Task goal:
Please, from the entries below, transcribe exactly the lines that begin at the line with "Target: dog's right ear" and end at the line with "one marker per instance, written like [61,3]", without the pictures.

[Saved entries]

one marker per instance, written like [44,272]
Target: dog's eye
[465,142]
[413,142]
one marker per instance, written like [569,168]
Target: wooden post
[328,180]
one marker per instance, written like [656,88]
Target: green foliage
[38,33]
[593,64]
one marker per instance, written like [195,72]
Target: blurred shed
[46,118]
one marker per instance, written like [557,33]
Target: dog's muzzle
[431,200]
* * *
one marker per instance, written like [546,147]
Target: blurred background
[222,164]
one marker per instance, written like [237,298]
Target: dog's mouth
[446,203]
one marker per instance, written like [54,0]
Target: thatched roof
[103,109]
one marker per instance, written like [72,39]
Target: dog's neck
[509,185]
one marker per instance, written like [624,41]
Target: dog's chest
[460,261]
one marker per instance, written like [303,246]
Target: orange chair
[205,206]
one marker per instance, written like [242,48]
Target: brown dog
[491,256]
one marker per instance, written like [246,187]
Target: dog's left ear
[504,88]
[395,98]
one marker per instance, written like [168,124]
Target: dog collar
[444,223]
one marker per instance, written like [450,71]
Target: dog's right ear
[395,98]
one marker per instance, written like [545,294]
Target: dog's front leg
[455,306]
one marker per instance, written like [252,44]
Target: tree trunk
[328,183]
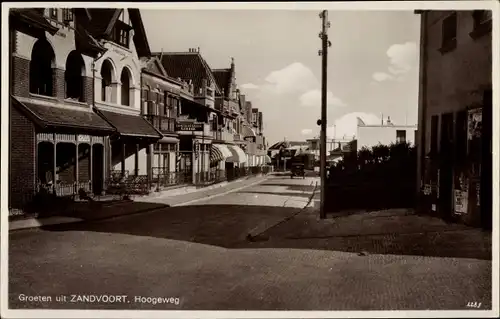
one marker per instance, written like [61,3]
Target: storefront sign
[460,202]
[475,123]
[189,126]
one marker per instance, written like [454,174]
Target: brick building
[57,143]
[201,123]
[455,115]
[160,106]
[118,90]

Reply:
Target: dog's right ear
[395,98]
one marker per instance, written like [545,294]
Target: dog's front leg
[455,306]
one marker per instance, written like [252,44]
Target: tree trunk
[328,183]
one marker per instance, written like [61,3]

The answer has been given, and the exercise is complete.